─── Page extract ───
Solve for $x>0, \sqrt{x+\lfloor x\rfloor}+\sqrt{x+\{x\}}=\sqrt{x+\lfloor x\rfloor\{x\}}+\sqrt{x+1}$
My attempt:
$x\in (0,1)\implies \sqrt {2x}=\sqrt{x+1}\implies x=1;\,$ Rejected!
let $\lfloor x\rfloor =k,k\in\mathbb{N}$
$\implies \sqrt{x+k}+\sqrt{2x-k}=\sqrt{(k+1)x-k^2}+\sqrt{x+1}$
$\implies \sqrt{x+k}-\sqrt{x+1}=\sqrt{(k+1)x-k^2}-\sqrt{2x-k}$
$\implies (\sqrt{(k+1)x-k^2}+\sqrt{2x-k})(k-1)=(\sqrt{x+k}+\sqrt{x+1})(k-1)(x-k)$
Case 1: $k=1\implies x\in[1,2);\,\,$ this set statisfies the equation.
───
# Given instruction 1:
Answer these questions about the equation post:
(a) For x in the interval (0,1), what value of x does the attempt arrive at, and what is done with it?
(b) What letter stands for the floor of x, and what set is it taken from?
(c) In Case 1, what interval for x follows from k = 1, and what is said about that set?
# Given instruction 2:
Repeat the part of the equation post from "let $\lfloor x\rfloor" to "statisfies the equation.".
─── Data excerpt ───
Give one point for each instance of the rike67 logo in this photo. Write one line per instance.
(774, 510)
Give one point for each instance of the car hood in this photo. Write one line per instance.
───
# Complete answer 1:
(a) The attempt arrives at x = 1, and that value is rejected.
(b) The letter k stands for the floor of x, and it is taken from the natural numbers.
(c) The interval is [1, 2), and that set is said to satisfy the equation.

# Complete answer 2:
let $\lfloor x\rfloor =k,k\in\mathbb{N}$
$\implies \sqrt{x+k}+\sqrt{2x-k}=\sqrt{(k+1)x-k^2}+\sqrt{x+1}$
$\implies \sqrt{x+k}-\sqrt{x+1}=\sqrt{(k+1)x-k^2}-\sqrt{2x-k}$
$\implies (\sqrt{(k+1)x-k^2}+\sqrt{2x-k})(k-1)=(\sqrt{x+k}+\sqrt{x+1})(k-1)(x-k)$
Case 1: $k=1\implies x\in[1,2);\,\,$ this set statisfies the equation.